→ **Dataset records**:
- Opening Delimiter -

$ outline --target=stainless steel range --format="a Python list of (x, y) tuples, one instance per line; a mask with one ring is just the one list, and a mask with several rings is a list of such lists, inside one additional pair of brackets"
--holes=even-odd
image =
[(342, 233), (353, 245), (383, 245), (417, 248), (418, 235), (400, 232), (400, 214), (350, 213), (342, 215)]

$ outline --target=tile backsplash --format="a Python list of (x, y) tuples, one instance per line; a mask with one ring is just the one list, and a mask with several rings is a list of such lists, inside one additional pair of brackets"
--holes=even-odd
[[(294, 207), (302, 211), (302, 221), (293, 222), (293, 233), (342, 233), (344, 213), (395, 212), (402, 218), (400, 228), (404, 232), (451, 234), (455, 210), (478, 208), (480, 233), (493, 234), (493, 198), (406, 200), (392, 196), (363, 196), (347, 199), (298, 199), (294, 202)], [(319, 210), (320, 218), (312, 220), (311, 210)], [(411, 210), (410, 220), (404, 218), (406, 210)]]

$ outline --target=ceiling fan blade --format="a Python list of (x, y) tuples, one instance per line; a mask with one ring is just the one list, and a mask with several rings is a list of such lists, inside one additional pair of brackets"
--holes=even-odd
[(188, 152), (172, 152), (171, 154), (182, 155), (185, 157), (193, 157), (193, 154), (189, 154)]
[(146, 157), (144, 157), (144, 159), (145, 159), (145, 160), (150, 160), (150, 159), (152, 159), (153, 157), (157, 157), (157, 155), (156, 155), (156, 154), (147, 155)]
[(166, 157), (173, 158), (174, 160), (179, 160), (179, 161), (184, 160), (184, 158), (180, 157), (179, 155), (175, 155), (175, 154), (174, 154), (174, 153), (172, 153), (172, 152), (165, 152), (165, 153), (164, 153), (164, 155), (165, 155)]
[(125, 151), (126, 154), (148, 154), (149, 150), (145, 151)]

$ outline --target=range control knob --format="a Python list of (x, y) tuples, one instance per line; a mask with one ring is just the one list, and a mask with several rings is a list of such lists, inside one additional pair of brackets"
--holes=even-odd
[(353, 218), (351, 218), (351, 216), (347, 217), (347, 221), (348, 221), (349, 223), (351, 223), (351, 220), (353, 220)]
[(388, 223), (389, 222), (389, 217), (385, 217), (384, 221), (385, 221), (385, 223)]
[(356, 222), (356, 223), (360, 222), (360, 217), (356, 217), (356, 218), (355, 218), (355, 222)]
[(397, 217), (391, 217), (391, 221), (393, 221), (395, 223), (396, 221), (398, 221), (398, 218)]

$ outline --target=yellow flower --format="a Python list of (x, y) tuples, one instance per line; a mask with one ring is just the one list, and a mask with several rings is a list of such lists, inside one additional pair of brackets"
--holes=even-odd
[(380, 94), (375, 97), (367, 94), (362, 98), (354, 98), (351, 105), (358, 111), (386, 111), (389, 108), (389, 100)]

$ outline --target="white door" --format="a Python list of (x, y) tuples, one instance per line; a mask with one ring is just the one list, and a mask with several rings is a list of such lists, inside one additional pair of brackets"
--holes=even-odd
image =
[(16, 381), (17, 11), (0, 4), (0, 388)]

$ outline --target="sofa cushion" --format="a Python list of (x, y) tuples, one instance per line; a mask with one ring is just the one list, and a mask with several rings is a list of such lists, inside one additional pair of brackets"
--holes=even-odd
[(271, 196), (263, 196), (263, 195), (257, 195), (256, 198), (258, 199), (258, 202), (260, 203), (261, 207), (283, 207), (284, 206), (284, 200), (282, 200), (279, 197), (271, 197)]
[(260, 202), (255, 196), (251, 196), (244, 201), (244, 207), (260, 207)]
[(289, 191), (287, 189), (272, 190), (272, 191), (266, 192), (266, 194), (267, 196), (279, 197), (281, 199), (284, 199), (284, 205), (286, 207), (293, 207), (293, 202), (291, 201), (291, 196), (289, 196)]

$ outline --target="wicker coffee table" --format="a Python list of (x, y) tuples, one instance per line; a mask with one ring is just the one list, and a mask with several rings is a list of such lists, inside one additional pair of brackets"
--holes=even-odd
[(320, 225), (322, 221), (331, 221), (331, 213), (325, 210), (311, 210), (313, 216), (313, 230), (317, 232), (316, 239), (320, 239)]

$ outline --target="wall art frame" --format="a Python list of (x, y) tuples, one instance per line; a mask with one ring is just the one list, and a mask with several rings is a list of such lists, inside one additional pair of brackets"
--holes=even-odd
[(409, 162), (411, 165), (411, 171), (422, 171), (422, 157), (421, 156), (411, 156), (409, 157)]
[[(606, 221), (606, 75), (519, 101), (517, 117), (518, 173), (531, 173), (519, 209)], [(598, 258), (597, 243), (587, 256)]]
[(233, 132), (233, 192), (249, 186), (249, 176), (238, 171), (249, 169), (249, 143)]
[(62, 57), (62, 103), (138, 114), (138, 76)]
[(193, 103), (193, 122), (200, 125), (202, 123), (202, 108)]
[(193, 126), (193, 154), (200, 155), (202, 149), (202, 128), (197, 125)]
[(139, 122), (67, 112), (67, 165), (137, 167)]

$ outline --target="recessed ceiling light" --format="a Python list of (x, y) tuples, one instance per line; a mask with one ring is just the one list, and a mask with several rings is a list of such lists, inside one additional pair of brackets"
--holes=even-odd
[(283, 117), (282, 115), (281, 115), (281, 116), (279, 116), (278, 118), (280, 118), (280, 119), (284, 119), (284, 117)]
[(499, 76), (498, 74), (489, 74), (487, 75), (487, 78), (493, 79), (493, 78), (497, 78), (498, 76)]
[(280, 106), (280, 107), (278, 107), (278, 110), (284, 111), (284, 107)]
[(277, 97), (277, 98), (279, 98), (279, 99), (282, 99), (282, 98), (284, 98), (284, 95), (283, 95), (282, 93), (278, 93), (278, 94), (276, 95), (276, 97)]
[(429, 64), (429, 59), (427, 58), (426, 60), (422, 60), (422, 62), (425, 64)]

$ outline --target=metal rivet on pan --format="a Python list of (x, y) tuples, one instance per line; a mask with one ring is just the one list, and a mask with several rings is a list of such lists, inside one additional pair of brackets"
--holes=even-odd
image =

- Closing Delimiter -

→ **Prompt**:
Find and copy each line of the data where "range" is present.

→ **Reply to the task**:
$ outline --target=stainless steel range --format="a Python list of (x, y) tuples, one instance per line; a mask with one ring is just the one list, and a mask with several rings is a list of such lists, inside one additional pair of brackets"
$ outline --target=range control knob --format="a Python list of (x, y) tuples, one instance per line; a mask with one ring is just the one list, and a mask with several rings is a list of such lists, inside one additional pair of brackets"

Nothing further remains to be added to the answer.